● Your instructions
List every line of the records below that contains the word "seat".

● Data extract
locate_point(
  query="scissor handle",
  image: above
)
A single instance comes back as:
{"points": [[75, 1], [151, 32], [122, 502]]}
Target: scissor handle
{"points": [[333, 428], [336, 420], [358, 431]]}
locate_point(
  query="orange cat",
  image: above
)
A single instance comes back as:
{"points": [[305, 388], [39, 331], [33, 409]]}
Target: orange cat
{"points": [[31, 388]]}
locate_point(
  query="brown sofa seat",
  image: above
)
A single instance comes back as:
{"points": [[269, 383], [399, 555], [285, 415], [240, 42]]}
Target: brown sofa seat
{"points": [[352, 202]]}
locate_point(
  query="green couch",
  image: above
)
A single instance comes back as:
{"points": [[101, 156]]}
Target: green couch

...

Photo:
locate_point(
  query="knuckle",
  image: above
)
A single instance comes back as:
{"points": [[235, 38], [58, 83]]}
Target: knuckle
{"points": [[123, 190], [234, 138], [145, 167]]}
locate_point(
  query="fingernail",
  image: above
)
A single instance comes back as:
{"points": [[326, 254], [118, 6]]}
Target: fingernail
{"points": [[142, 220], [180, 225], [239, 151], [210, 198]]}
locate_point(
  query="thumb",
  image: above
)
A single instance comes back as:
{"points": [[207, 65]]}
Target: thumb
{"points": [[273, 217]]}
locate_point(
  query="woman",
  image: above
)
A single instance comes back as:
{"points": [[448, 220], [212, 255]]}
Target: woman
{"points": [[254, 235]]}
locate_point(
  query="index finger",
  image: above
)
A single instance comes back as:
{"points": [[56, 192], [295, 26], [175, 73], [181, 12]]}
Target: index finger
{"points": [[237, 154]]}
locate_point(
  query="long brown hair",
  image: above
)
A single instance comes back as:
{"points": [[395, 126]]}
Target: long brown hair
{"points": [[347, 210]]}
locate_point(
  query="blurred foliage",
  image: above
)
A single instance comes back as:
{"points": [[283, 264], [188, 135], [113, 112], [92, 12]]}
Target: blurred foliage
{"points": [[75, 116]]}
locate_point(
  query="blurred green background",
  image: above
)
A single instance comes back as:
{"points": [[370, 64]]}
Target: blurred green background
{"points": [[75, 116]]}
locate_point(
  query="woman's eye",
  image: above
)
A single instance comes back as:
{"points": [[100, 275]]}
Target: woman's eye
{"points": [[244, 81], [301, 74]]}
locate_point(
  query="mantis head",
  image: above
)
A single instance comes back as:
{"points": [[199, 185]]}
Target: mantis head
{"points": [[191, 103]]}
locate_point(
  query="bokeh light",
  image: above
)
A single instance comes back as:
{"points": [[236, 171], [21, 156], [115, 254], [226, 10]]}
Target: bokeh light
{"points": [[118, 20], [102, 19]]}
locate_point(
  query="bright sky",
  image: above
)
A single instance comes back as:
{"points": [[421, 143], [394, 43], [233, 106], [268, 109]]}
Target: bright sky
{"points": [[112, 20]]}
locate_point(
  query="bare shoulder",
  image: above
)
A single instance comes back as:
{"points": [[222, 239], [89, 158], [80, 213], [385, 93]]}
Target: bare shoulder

● Written response
  query="brown sofa seat",
Target: brown sofa seat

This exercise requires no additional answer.